*What is required:* Please return, word for word, the stretch of the design notes below that starts at "For a concept" and runs through "Bases (object filter)".

*Page text:*
****

D: Dual surface	Recipe emits Bases for simple queries inline; recipe also emits a “[Run complex query]” link that opens a modal calling Tier 2 SQL	Two surfaces user has to know; honest about the constraint

Which is the right v0.1.6 architecture? What’s the minimum viable user experience?

4. Recipe-driven query emission

When a recipe imports a framework, what queries should the bundled engine emit into note bodies automatically?

For a concept note (e.g., AC-2):

“Evidence covering this control” — Bases query? SQL bridge? Both?
“Controls in this family” — Bases (flat tag/frontmatter filter)
“Crosswalks from this control” — Bases (junction notes filter on subject)
“Crosswalks to this control” — Bases (junction notes filter on object)
“Transitive reach via crosswalks” — SQL only

For a junction note:

“All other junctions for this control” — Bases (subject filter)
“All other junctions for this evidence” — Bases (object filter)
“Freshness status” — Bases formula

For a crosswalk-edge note:

“Other edges with same subject” — Bases
“Other edges with same predicate” — Bases
“Transitive closure from this edge” — SQL only

What’s the recipe API for declaring “emit this query into the note body”? Is it a recipe field (e.g., also_emit.body.queries) or a per-kind default in the recipe schema?

5. Performance and freshness

Tier 2 closure cache invalidates on any mappings change. What about Bases queries — do they auto-update? (Yes, Bases re-runs on file change.)
If we use Pattern B (materialize SQL → Tier 1 file → Bases renders), what’s the materialization cadence? On vault load? On-demand? On Tier 1 change?
For multi-thousand-edge OLIR crosswalks, what’s the wall-clock cost of common queries?

6. The junction-note-subject-string problem

junction_notes.subject is a wikilink-target string (e.g., [[Frameworks/NIST 800-53 r5/AC/AC-2]]). To answer “evidence for control X” we need to match this string against the concept’s vault path or curie. Three approaches:

String LIKE: WHERE junction_notes.subject LIKE '%' || concepts.curie || '%' — brittle (false positives if curie is a substring of another)

****

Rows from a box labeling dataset
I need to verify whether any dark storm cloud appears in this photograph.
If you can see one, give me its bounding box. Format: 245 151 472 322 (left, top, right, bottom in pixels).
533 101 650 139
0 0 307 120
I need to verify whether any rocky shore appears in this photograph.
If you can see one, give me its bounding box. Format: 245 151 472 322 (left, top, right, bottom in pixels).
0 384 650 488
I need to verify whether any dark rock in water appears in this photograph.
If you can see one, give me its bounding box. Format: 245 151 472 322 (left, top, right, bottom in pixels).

****

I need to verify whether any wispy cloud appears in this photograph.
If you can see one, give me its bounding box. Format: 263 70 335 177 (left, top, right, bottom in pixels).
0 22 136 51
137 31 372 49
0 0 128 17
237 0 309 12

****

*Exercise result:*
For a concept note (e.g., AC-2):

“Evidence covering this control” — Bases query? SQL bridge? Both?
“Controls in this family” — Bases (flat tag/frontmatter filter)
“Crosswalks from this control” — Bases (junction notes filter on subject)
“Crosswalks to this control” — Bases (junction notes filter on object)
“Transitive reach via crosswalks” — SQL only

For a junction note:

“All other junctions for this control” — Bases (subject filter)
“All other junctions for this evidence” — Bases (object filter)